How to complete this task:
Copy out the data so that nothing differs from the original.

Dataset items
*** Block opens ***

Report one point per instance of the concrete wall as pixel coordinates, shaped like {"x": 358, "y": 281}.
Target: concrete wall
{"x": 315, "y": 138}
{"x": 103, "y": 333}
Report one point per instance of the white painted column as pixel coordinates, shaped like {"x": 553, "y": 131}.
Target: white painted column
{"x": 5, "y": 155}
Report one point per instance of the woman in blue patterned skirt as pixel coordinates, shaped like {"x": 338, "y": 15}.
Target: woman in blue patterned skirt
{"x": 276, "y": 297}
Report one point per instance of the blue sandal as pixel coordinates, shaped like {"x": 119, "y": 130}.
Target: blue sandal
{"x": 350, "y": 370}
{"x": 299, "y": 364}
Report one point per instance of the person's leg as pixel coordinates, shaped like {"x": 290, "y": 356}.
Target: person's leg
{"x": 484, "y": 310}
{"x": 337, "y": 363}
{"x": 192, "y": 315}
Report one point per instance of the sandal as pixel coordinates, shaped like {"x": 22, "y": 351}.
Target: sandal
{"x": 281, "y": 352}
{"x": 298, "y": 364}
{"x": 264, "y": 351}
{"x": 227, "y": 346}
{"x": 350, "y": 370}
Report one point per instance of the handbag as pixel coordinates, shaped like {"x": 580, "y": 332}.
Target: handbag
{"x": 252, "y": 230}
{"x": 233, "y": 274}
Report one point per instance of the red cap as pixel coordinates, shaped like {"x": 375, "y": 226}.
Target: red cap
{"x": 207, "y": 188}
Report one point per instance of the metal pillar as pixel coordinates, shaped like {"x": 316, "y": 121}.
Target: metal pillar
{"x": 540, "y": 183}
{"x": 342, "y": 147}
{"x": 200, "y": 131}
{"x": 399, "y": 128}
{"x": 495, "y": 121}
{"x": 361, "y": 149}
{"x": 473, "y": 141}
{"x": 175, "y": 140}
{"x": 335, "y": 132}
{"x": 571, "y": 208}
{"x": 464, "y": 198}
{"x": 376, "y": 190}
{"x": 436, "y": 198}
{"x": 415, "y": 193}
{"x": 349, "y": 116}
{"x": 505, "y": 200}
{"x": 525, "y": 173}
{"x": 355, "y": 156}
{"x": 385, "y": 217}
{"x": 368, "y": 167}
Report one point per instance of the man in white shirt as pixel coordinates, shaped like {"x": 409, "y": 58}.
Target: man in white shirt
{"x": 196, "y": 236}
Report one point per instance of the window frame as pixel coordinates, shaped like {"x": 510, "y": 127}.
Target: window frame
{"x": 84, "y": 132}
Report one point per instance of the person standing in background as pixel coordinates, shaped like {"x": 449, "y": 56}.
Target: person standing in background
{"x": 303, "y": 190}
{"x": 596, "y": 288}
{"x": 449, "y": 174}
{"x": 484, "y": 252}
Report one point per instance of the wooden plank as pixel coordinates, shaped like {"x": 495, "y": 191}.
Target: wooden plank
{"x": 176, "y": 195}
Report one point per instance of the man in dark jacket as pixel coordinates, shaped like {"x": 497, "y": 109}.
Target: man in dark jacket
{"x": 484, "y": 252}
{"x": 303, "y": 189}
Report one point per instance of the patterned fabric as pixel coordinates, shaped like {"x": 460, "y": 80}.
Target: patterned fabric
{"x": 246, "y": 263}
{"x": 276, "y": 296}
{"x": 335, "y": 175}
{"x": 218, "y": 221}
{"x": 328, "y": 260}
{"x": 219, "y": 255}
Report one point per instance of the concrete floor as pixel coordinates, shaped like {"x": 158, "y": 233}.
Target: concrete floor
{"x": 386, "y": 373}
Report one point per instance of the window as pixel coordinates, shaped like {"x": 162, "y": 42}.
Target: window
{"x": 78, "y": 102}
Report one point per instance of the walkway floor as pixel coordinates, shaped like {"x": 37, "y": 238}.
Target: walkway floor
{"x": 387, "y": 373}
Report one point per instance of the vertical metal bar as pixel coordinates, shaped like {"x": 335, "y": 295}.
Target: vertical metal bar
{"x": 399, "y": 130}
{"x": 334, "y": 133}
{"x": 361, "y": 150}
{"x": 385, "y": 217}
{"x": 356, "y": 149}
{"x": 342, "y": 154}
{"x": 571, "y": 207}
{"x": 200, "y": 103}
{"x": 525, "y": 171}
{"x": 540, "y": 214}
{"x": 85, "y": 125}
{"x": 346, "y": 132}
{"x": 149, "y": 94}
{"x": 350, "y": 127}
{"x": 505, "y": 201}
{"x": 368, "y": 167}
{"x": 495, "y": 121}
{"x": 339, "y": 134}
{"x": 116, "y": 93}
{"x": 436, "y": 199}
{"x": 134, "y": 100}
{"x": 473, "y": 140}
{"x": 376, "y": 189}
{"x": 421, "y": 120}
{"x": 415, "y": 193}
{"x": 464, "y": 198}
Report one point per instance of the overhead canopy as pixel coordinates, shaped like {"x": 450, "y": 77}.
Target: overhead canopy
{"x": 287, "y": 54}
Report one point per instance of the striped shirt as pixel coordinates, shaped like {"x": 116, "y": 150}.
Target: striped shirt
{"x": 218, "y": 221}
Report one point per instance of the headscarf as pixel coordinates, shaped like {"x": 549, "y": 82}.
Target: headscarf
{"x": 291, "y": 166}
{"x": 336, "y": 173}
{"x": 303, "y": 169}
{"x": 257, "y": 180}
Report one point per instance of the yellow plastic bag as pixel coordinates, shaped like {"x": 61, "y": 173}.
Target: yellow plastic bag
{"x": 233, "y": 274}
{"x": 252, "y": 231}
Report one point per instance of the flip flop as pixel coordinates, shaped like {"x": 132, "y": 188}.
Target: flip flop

*** Block closes ***

Reply:
Report one point per instance of the concrete wall as pixel coordinates, shaped like {"x": 358, "y": 281}.
Target: concrete wall
{"x": 315, "y": 138}
{"x": 103, "y": 333}
Report one point per instance of the white painted column as pixel coordinates, shaped like {"x": 553, "y": 131}.
Target: white painted column
{"x": 5, "y": 155}
Report one point per instance of the woman in blue patterned skirt as pixel coordinates, shaped like {"x": 338, "y": 15}.
Target: woman in blue patterned skirt
{"x": 276, "y": 297}
Report one point per instance of the blue sandal as pixel coordinates, shaped like {"x": 119, "y": 130}.
Target: blue sandal
{"x": 350, "y": 370}
{"x": 299, "y": 364}
Report one point per instance of the person's leg as pixel coordinates, shaped like {"x": 290, "y": 356}.
Target: person's leg
{"x": 484, "y": 310}
{"x": 337, "y": 363}
{"x": 192, "y": 315}
Report one point per instance of the sandal as pixel coordinates, shaped like {"x": 22, "y": 351}.
Target: sandal
{"x": 281, "y": 352}
{"x": 298, "y": 364}
{"x": 264, "y": 351}
{"x": 227, "y": 346}
{"x": 350, "y": 370}
Report one point per instance of the handbag as pixel coordinates, shaped like {"x": 580, "y": 332}.
Target: handbag
{"x": 252, "y": 230}
{"x": 233, "y": 274}
Report one point per instance of the red cap as pixel coordinates, shaped like {"x": 375, "y": 226}.
Target: red cap
{"x": 207, "y": 188}
Report one point per instance of the metal pillar as pixel coordinates, shaped like {"x": 316, "y": 121}.
Target: metal pillar
{"x": 540, "y": 183}
{"x": 342, "y": 147}
{"x": 200, "y": 131}
{"x": 399, "y": 128}
{"x": 495, "y": 121}
{"x": 361, "y": 149}
{"x": 473, "y": 141}
{"x": 175, "y": 140}
{"x": 335, "y": 132}
{"x": 571, "y": 208}
{"x": 464, "y": 198}
{"x": 376, "y": 190}
{"x": 436, "y": 198}
{"x": 415, "y": 193}
{"x": 349, "y": 116}
{"x": 505, "y": 200}
{"x": 525, "y": 173}
{"x": 355, "y": 156}
{"x": 385, "y": 217}
{"x": 368, "y": 167}
Report one point per instance of the man in white shirt as pixel coordinates, shaped like {"x": 409, "y": 58}.
Target: man in white shirt
{"x": 196, "y": 236}
Report one point per instance of the window frame as pixel coordinates, shaped like {"x": 510, "y": 127}.
Target: window frame
{"x": 84, "y": 132}
Report one point per instance of the person standing in background as pixel coordinates, shaped like {"x": 449, "y": 56}.
Target: person standing in background
{"x": 303, "y": 190}
{"x": 596, "y": 288}
{"x": 449, "y": 174}
{"x": 484, "y": 252}
Report one point per instance of the wooden plank as pixel coordinates, shaped like {"x": 495, "y": 191}.
Target: wooden plank
{"x": 176, "y": 195}
Report one point per instance of the man in dark jacket as pixel coordinates, shaped like {"x": 497, "y": 109}.
Target: man in dark jacket
{"x": 484, "y": 252}
{"x": 303, "y": 189}
Report one point per instance of the patterned fabric as pixel coordinates, shaped like {"x": 460, "y": 80}.
Target: patterned fabric
{"x": 246, "y": 263}
{"x": 276, "y": 296}
{"x": 335, "y": 175}
{"x": 218, "y": 221}
{"x": 328, "y": 260}
{"x": 219, "y": 255}
Report one point per instance of the concrete floor as pixel coordinates, shaped like {"x": 158, "y": 233}.
Target: concrete floor
{"x": 386, "y": 373}
Report one point per instance of the window as pixel coordinates, shaped like {"x": 162, "y": 42}.
Target: window
{"x": 78, "y": 102}
Report one point per instance of the walkway floor as pixel coordinates, shaped like {"x": 37, "y": 238}.
Target: walkway floor
{"x": 387, "y": 373}
Report one point per instance of the vertical metal bar as pixel coordinates, shaped like {"x": 335, "y": 295}.
Target: vertical metal bar
{"x": 399, "y": 130}
{"x": 334, "y": 133}
{"x": 361, "y": 150}
{"x": 385, "y": 217}
{"x": 356, "y": 149}
{"x": 342, "y": 154}
{"x": 571, "y": 207}
{"x": 200, "y": 103}
{"x": 525, "y": 171}
{"x": 540, "y": 214}
{"x": 85, "y": 125}
{"x": 346, "y": 132}
{"x": 149, "y": 94}
{"x": 350, "y": 127}
{"x": 505, "y": 201}
{"x": 368, "y": 167}
{"x": 495, "y": 121}
{"x": 339, "y": 134}
{"x": 116, "y": 93}
{"x": 436, "y": 199}
{"x": 134, "y": 100}
{"x": 473, "y": 140}
{"x": 376, "y": 189}
{"x": 421, "y": 120}
{"x": 415, "y": 193}
{"x": 464, "y": 198}
Report one point per instance of the overhead canopy as pixel coordinates, shaped like {"x": 450, "y": 77}.
Target: overhead canopy
{"x": 287, "y": 54}
Report one point per instance of the striped shirt as pixel coordinates, shaped like {"x": 116, "y": 150}.
Target: striped shirt
{"x": 218, "y": 221}
Report one point per instance of the headscarf as pixel coordinates, shaped like {"x": 549, "y": 82}.
Target: headscarf
{"x": 291, "y": 166}
{"x": 336, "y": 173}
{"x": 303, "y": 169}
{"x": 257, "y": 180}
Report one point per instance of the yellow plastic bag as pixel coordinates, shaped like {"x": 61, "y": 173}.
Target: yellow plastic bag
{"x": 233, "y": 274}
{"x": 252, "y": 231}
Report one point per instance of the flip flop as pixel coordinates, shaped like {"x": 132, "y": 188}.
Target: flip flop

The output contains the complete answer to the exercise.